RECORD SET >>
┌────────
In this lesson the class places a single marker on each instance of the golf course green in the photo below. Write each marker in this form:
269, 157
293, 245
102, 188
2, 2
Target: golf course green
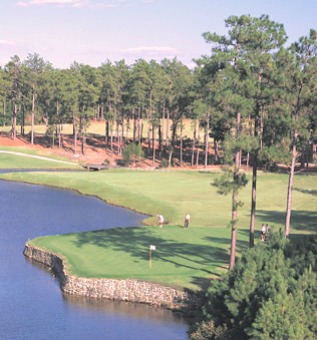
184, 258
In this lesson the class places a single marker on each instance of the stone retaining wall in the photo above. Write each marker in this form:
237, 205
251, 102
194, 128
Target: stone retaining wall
123, 290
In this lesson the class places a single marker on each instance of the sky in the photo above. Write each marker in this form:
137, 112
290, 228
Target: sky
94, 31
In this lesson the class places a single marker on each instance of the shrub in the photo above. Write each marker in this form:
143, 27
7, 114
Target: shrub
132, 153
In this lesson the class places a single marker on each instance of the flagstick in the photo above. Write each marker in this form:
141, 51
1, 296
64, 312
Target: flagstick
150, 258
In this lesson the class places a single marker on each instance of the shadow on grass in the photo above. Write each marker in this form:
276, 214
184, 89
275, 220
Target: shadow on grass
305, 191
201, 258
301, 220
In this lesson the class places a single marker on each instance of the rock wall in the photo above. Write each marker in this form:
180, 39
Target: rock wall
123, 290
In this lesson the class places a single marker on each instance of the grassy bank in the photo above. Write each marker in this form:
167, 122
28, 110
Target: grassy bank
186, 258
17, 158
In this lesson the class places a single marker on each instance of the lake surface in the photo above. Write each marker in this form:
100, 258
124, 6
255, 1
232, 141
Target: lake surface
32, 304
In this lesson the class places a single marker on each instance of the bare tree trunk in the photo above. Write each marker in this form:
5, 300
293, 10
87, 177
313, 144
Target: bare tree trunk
181, 143
75, 133
153, 142
234, 214
111, 136
206, 140
253, 204
290, 188
14, 121
167, 128
198, 140
139, 126
4, 113
194, 143
32, 117
254, 179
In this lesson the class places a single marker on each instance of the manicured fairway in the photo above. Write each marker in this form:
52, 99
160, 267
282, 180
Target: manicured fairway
185, 258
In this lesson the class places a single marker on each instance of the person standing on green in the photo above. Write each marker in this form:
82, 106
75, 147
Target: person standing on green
186, 220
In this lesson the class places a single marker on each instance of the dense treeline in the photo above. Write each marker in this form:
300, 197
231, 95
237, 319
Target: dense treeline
253, 95
270, 294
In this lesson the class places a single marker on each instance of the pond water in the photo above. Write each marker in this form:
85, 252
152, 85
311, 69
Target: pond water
32, 304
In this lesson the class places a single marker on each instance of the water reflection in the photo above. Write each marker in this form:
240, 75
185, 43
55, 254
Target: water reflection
32, 305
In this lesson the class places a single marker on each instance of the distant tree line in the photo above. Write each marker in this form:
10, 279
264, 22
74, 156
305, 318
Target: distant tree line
270, 294
253, 95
└────────
EXERCISE DESCRIPTION >>
Reproduce every one of the records above line for line, with the pictures left out.

ANSWER TO THIS EXERCISE >>
In this lesson the class places a single marker on each instance of the golf course green in the photo below. Write each marker in this form:
269, 157
293, 245
102, 188
2, 2
Target: golf course green
184, 258
In this lesson the class places a single marker on each instance of the stone retaining wall in the photo above. Write each marker in this form:
237, 205
251, 102
194, 128
Target: stone retaining wall
123, 290
In this lesson the class places a single marker on each instance of the sky in the photo above. Write each marker in this form:
137, 112
290, 228
Target: sky
94, 31
In this lesson the class places a single marker on each instance of the shrub in the photo above. Write each marker in this form:
143, 27
7, 114
Target: shrub
132, 153
In this lesson the class places a single marker on each instance of the flagstick in the photo above. Write each marker in this form:
141, 51
1, 296
64, 312
Target: flagstick
150, 258
In this lesson the class places a single marker on each instance of the shadow on grass in the photo above. Write each marker in this form:
276, 214
184, 89
275, 220
Target: shadow on grass
305, 191
201, 258
301, 220
In this lesson the class places a single marker on each instance of the rock wall in the photo above. Write each marker in this form:
180, 39
Target: rock wall
123, 290
In this lesson the class places a single marker on each instance of the grassy bank in the photo above. Write each marker in this form:
167, 122
28, 110
Target: grassy bank
186, 258
17, 158
In this lesson the class places a single marker on each instance of the lake surface in the photo above. Write each marker in this form:
100, 258
124, 6
255, 1
232, 141
Target: lake surface
32, 304
In this lesson the class places a single marker on each instance of the bare tree trunk in the photo above. Write each marker in this form:
5, 300
293, 10
87, 177
313, 144
Target: bare tree trunk
181, 143
75, 133
153, 142
234, 214
111, 136
206, 140
253, 204
290, 188
14, 121
167, 128
198, 140
139, 126
4, 113
194, 143
32, 117
254, 179
In this lesson the class places a single marker on each instance of the manicured fairway in the photo above. Write each marker in this form:
52, 99
160, 267
282, 180
Target: manicured fairway
185, 258
In this lesson the class places a single marker on each instance of the person standing on green in the photo above. Write each marker in this form:
82, 106
75, 147
Target: person standing on green
186, 220
In this lesson the class places a single marker on each instance of the dense treeline in the photo above. Write each marker in this form:
300, 197
231, 95
237, 319
Target: dense treeline
253, 95
270, 294
In this lesson the class places a single marker on each instance of the pond water in the photo above. Write each marker in this form:
85, 252
152, 85
311, 69
Target: pond water
32, 304
In this lesson the class places a single marker on each instance of the water reflection in the photo above. Write each marker in this form:
240, 75
185, 43
55, 254
Target: water reflection
32, 305
In this lesson the class places a single marker on each instance of the distant tree line in the photo above. Write each marker in this form:
10, 279
264, 22
74, 156
305, 318
Target: distant tree line
270, 294
253, 95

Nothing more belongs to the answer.